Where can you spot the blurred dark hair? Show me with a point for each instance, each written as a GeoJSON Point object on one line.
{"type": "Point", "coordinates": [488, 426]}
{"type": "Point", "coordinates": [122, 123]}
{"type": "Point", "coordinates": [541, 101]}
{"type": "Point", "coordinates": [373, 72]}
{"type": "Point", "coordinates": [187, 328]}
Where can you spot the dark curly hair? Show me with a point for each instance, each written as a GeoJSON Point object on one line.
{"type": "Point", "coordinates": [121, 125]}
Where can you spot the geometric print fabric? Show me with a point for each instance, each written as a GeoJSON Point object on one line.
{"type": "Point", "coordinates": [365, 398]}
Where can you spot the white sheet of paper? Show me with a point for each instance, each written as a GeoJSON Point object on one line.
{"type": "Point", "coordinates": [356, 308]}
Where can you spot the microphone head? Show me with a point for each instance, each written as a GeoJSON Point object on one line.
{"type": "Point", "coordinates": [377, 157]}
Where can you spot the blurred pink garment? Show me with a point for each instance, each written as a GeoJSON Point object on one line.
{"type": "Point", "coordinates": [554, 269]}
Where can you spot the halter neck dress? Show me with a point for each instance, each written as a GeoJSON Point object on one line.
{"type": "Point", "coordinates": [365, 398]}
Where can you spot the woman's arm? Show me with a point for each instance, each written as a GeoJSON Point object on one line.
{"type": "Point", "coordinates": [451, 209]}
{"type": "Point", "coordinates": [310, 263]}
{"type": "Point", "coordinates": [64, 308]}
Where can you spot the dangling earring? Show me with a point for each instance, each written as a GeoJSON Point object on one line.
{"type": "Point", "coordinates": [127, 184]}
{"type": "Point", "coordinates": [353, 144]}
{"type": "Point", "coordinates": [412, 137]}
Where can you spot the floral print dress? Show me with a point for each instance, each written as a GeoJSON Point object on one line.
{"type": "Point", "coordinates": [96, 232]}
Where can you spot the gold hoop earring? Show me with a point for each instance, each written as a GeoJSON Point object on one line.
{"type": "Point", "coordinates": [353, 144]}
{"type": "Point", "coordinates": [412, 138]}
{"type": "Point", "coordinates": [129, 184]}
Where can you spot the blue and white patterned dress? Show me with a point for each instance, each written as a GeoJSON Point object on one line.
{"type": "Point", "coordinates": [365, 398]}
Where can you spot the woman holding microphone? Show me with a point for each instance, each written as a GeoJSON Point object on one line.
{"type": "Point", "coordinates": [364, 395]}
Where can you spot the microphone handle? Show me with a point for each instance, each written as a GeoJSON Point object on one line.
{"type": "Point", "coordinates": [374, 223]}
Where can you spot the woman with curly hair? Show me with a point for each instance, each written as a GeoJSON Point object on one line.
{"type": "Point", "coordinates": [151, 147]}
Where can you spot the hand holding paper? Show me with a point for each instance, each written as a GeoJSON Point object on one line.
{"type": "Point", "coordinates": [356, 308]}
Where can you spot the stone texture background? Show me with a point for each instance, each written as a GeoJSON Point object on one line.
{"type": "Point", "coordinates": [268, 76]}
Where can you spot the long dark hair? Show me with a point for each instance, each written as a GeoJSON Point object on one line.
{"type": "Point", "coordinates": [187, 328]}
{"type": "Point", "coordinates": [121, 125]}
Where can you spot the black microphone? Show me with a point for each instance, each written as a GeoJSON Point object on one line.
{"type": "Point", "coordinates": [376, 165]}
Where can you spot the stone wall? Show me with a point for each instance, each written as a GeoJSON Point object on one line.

---

**GOAL OF THE EXERCISE:** Give the listing above again in full, exactly as written.

**SOLVED PROBLEM:**
Where can you spot the blurred dark hair? Show me with a point for each instance, each written as a GeoJSON Point object on one line.
{"type": "Point", "coordinates": [488, 426]}
{"type": "Point", "coordinates": [122, 123]}
{"type": "Point", "coordinates": [541, 101]}
{"type": "Point", "coordinates": [373, 72]}
{"type": "Point", "coordinates": [187, 328]}
Where can you spot the dark curly hair? Show me with a point for each instance, each written as a GeoJSON Point object on one line.
{"type": "Point", "coordinates": [121, 125]}
Where can you spot the geometric print fabric? Show me with a point for each instance, each written as a GeoJSON Point object on one line.
{"type": "Point", "coordinates": [365, 398]}
Where can you spot the white sheet of paper? Show me with a point for each instance, each written as a GeoJSON Point object on one line.
{"type": "Point", "coordinates": [356, 308]}
Where can you spot the microphone head? Show me with a point for each instance, each written as a GeoJSON Point object on one line.
{"type": "Point", "coordinates": [377, 157]}
Where can you spot the blurred pink garment? Show me with a point for each instance, each written as a GeoJSON Point object on one line.
{"type": "Point", "coordinates": [554, 269]}
Where can you spot the halter neck dress? Show me with a point for each instance, each written as a GeoJSON Point object on one line.
{"type": "Point", "coordinates": [365, 398]}
Where can you spot the woman's arm? Show me with a point for each instance, each written as a GeoJSON Point object on one line.
{"type": "Point", "coordinates": [451, 209]}
{"type": "Point", "coordinates": [310, 263]}
{"type": "Point", "coordinates": [64, 308]}
Where can you spot the dangling earring? Show me with a point for each instance, each written as a GeoJSON Point object on one line.
{"type": "Point", "coordinates": [127, 184]}
{"type": "Point", "coordinates": [353, 144]}
{"type": "Point", "coordinates": [412, 137]}
Where can you spot the floral print dress? Show me with a point for each instance, each written as a GeoJSON Point object on one line.
{"type": "Point", "coordinates": [96, 232]}
Where can you spot the gold hoop earring? Show me with a point for each instance, each written as a GeoJSON Point object on one line.
{"type": "Point", "coordinates": [353, 144]}
{"type": "Point", "coordinates": [412, 138]}
{"type": "Point", "coordinates": [129, 184]}
Where can you spot the blue and white patterned dress? Show me with a point for each instance, each written as a GeoJSON Point object on one line.
{"type": "Point", "coordinates": [365, 398]}
Where can you spot the woman holding microphone? Show me with a point for each instance, each written as a GeoJSON Point object on one line.
{"type": "Point", "coordinates": [364, 395]}
Where can you spot the microphone handle? Show me with a point for each instance, each written as a GeoJSON Point object on one line.
{"type": "Point", "coordinates": [374, 223]}
Where can you spot the woman with curly hair? Show me with a point for each instance, each written as a GeoJSON Point object on one line.
{"type": "Point", "coordinates": [151, 147]}
Where can you spot the hand holding paper? Show me with a point for each instance, each written as a GeoJSON Point object on one line.
{"type": "Point", "coordinates": [356, 308]}
Where can you spot the stone texture background? Show me with a point for each instance, each written as a GeoJSON Point object on one line.
{"type": "Point", "coordinates": [268, 76]}
Where can you spot the long dark hair? Show me with a point for each instance, each written as a GeoJSON Point object on one line.
{"type": "Point", "coordinates": [187, 328]}
{"type": "Point", "coordinates": [121, 125]}
Where can you spot the black microphone? Show me with a point for each instance, each written as a GeoJSON Point object on one line.
{"type": "Point", "coordinates": [376, 165]}
Where can you spot the stone wall? Show me with a point for each instance, each written as a GeoJSON Point object on one line.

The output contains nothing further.